- Problems and tasks -
1 > List the class names that appear as numbered section headings in the node documentation.
2 > Return each line in the records that contains the word "tall".

- Document text -
>> start

This is the abstract class from which all other nodes inherit. 

Each node has:

- `category`: The type of the node (e.g., `doc`, `page`, `heading`).
- `attributes`: Optional field to attach extra data to a node. See [Attributes](#attributes).

#### 2. **StructuredNode**

This extends the [`Node`](#1-node-base-class). It is used to represent the hierarchy as a node whose content is a list of other nodes, such as like [`Document`](#3-document) and [`Page`](#4-page).

- `content`: List of `Node`.


#### 3. **Document**

This is the root node of a document.

- `category`: Always set to `"doc"`.
- `attributes`: Document-wide attributes can be set here.
- `content`: List of [`Page`](#4-page) nodes that form the document.

#### 4. **Page**

Represents a page in the document:

- `category`: Always set to `"page"`.
- `attributes`: Can contain metadata like page number.
- `content`: List of [`Text`](#5-text) nodes on the page.

#### 5. **Text**

This node represent a paragraph, a heading or any text within the document.

- `category`: The [category](#category) of the text within the document, e.g. `heading`, `title`
- `content`: A string representing the textual content.

>> end

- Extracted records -
>> start

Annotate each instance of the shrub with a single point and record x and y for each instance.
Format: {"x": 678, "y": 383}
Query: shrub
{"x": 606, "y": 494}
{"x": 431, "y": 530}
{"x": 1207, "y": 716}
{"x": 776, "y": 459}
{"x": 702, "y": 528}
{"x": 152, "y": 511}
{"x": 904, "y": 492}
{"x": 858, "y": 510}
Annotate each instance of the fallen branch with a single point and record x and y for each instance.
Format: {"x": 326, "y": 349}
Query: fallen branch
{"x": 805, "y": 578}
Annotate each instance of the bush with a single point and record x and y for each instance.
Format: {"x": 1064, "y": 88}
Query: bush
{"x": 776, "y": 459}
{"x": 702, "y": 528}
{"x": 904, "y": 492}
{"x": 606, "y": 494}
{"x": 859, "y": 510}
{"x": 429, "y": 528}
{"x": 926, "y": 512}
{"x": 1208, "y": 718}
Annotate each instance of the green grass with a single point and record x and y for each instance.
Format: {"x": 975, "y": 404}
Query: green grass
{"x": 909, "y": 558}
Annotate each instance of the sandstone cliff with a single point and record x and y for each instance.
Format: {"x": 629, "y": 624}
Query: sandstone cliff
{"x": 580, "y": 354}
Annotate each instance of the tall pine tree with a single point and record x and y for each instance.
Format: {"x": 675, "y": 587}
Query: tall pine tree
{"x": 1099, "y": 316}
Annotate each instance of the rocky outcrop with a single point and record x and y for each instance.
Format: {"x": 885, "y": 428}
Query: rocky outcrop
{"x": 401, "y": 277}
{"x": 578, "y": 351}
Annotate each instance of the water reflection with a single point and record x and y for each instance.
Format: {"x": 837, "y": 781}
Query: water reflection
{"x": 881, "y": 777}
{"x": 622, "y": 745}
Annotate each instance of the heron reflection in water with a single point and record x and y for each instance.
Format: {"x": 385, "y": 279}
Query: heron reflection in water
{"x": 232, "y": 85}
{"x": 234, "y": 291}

>> end

- Task solutions -
1 > StructuredNode, Document, Page, Text

2 >
Annotate each instance of the tall pine tree with a single point and record x and y for each instance.
Query: tall pine tree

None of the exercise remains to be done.